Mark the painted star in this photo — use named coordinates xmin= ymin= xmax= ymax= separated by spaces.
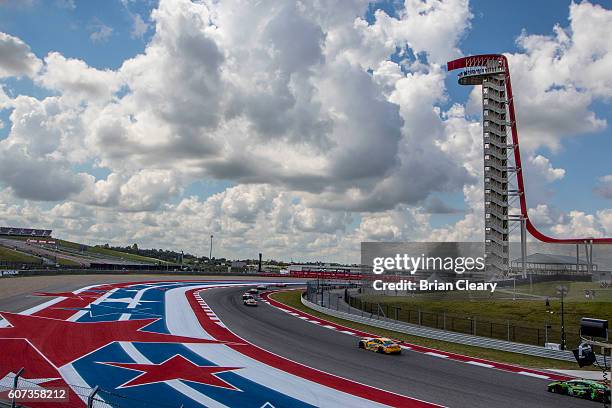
xmin=101 ymin=355 xmax=243 ymax=390
xmin=0 ymin=312 xmax=232 ymax=367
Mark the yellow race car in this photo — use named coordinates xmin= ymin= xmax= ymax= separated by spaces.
xmin=358 ymin=337 xmax=402 ymax=354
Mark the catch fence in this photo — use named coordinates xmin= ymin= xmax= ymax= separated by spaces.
xmin=0 ymin=369 xmax=184 ymax=408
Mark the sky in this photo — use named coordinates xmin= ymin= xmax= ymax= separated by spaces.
xmin=0 ymin=0 xmax=610 ymax=262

########

Skip every picture and transcribe the data above exactly.

Mark the painted star in this photo — use named coordinates xmin= ymin= xmax= ymax= separated by spaces.
xmin=101 ymin=355 xmax=243 ymax=390
xmin=0 ymin=312 xmax=232 ymax=367
Mark the yellow race car in this photo — use named coordinates xmin= ymin= xmax= ymax= separated by spaces.
xmin=358 ymin=337 xmax=402 ymax=354
Mark the catch fence in this photo — use named coordinates xmin= ymin= xmax= ymax= separated by spaces.
xmin=0 ymin=369 xmax=184 ymax=408
Mark the sky in this photo — use named coordinates xmin= ymin= xmax= ymax= separated by spaces.
xmin=0 ymin=0 xmax=610 ymax=262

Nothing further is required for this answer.